All of the data that follows should be written out exactly.

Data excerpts
☆ ☆ ☆ ☆ ☆

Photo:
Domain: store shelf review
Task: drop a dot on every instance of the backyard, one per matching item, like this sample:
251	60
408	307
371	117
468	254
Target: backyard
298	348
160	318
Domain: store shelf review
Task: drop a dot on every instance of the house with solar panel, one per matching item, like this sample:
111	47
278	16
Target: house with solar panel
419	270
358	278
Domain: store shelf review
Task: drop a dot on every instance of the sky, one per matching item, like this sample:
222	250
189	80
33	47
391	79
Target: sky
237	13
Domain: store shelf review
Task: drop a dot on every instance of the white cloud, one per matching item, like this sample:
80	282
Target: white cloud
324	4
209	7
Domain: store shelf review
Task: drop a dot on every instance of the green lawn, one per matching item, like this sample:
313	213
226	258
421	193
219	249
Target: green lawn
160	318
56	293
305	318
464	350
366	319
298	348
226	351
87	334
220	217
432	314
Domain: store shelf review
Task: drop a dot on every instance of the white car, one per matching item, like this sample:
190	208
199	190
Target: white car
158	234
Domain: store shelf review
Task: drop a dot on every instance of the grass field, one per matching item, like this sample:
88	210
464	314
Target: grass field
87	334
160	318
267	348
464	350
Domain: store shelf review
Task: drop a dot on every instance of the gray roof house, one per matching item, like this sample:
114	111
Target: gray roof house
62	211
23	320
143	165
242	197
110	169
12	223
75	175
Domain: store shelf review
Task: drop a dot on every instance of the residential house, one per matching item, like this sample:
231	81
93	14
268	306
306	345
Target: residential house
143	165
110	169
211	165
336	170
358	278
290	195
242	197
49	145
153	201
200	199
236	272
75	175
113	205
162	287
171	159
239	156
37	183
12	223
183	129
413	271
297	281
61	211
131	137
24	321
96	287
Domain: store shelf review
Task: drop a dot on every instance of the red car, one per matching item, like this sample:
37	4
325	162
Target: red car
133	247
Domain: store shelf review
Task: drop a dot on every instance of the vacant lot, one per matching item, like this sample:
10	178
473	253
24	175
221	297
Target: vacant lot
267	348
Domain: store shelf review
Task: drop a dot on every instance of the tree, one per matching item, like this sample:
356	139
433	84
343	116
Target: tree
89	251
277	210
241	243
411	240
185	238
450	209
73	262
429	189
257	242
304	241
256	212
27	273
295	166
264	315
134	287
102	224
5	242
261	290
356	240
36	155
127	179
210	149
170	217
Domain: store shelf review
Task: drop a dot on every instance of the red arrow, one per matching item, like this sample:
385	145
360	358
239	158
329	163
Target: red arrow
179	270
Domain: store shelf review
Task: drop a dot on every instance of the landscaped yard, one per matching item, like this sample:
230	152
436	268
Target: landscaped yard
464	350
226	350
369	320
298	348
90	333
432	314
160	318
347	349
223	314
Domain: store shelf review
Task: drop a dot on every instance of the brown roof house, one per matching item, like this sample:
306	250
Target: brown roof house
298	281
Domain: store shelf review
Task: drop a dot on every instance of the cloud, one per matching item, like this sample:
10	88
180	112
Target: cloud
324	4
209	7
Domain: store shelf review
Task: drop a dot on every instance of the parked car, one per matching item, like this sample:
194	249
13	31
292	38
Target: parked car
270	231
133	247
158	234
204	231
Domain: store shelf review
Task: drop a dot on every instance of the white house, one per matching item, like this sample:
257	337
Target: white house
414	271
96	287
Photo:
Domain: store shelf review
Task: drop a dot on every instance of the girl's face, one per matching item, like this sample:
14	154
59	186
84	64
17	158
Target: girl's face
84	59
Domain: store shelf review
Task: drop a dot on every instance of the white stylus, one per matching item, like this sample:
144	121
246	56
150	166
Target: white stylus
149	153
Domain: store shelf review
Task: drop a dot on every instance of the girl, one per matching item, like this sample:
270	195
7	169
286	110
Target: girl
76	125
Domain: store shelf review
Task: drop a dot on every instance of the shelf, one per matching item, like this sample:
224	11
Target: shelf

☆ ☆ ☆ ☆ ☆

SOLUTION FOR THIS PROBLEM:
Photo:
Domain: store shelf review
Task: drop a dot on every instance of the backyard, one per matching item, like this sample:
251	60
408	307
371	117
468	254
Target: backyard
298	348
160	318
Domain: store shelf review
Task: drop a dot on every instance of the house with solar panel, one per matching item, like this sample:
111	47
278	16
Target: house with solar panel
419	270
358	278
Domain: store shelf review
Task: drop a dot on every instance of the sky, one per matching item, like this sample:
222	250
189	80
33	47
391	79
Target: sky
237	13
Domain: store shelf review
Task: drop a dot on every instance of the white cloud, one per matching item, like this sample:
80	282
Target: white cloud
324	4
209	7
Domain: store shelf review
Task: drop a dot on every instance of the green lawn, one per matching item, like this sample:
313	213
226	258
421	193
219	249
Target: green lawn
160	318
56	293
305	318
464	350
366	319
298	348
226	351
87	334
220	217
432	314
Domain: store shelf review
Task: drop a dot on every instance of the white car, one per matching item, like this sample:
190	208
199	190
Target: white car
158	234
Domain: store shelf review
Task: drop a dot on every instance of the grass field, one per matching item, like this sample:
88	210
464	314
Target: grass field
87	334
160	318
267	348
464	350
Domain: store shelf review
Task: drop a dot on every instance of the gray roof house, one per matching item, like this sample:
114	111
Target: gray roof house
62	211
23	320
143	165
242	197
110	169
12	223
75	175
Domain: store shelf review
Task: drop a dot on every instance of the residential house, one per matching item, like this sample:
231	81
93	14
268	306
306	345
Target: residential house
143	165
110	169
211	165
336	170
358	278
290	195
242	197
49	145
153	201
200	199
236	272
75	175
113	205
162	287
171	159
239	156
37	183
12	223
183	129
413	271
297	281
61	211
131	137
24	321
96	287
Domain: store shelf review
Task: drop a dot on every instance of the red car, one per matching item, like this sample:
37	4
325	162
Target: red car
133	247
Domain: store shelf review
Task: drop a dot on every instance of the vacant lot, one per matching item, like this sample:
10	178
473	253
24	175
221	297
Target: vacant lot
267	348
Domain: store shelf review
Task: drop a dot on every instance of the tree, one per matching item, like this sample:
356	139
433	84
343	116
Target: tree
89	251
277	210
241	243
411	240
185	238
450	209
73	262
429	189
257	242
304	241
256	212
27	273
295	166
264	315
134	287
102	224
5	242
261	290
356	240
36	155
127	179
210	149
170	217
Domain: store shelf review
Task: drop a dot on every instance of the red arrow, one per matching item, like this sample:
385	145
360	358
239	158
329	163
Target: red arrow
179	270
Domain: store shelf review
Task: drop a dot on every instance of the landscaped yard, one per matching item, like this sample:
230	152
436	268
Target: landscaped yard
464	350
226	350
369	320
298	348
90	333
432	314
160	318
347	349
223	314
Domain: store shelf review
Task: drop a dot on every instance of the brown roof house, one per matching item, like this sample:
306	250
Target: brown roof house
298	281
Domain: store shelf review
Task: drop a dot on every instance of the cloud, one per matching item, like this sample:
10	88
180	112
Target: cloud
324	4
209	7
Domain: store shelf review
Task: drop a dot on every instance of the parked car, one per matching item, like this sample:
194	249
13	31
292	38
Target: parked car
270	231
133	247
158	234
204	231
Domain: store shelf review
Task: drop a dot on every instance of the white house, one per matching item, like this sample:
257	337
Target: white house
414	271
96	287
Photo:
Domain: store shelf review
Task: drop a dot on every instance of the girl's face, one per matching item, like this sample:
14	154
59	186
84	64
17	158
Target: girl's face
84	59
Domain: store shelf review
Task: drop a dot on every instance of the white stylus, one per matching item, like this sample:
144	121
246	56
150	166
Target: white stylus
149	153
Domain: store shelf review
Task: drop a dot on every instance of the girl, one per matching item, like this sample:
270	195
7	169
286	110
Target: girl
76	125
Domain: store shelf review
Task: drop a dot on every instance of the shelf, one per matching item, like this sample:
224	11
Target: shelf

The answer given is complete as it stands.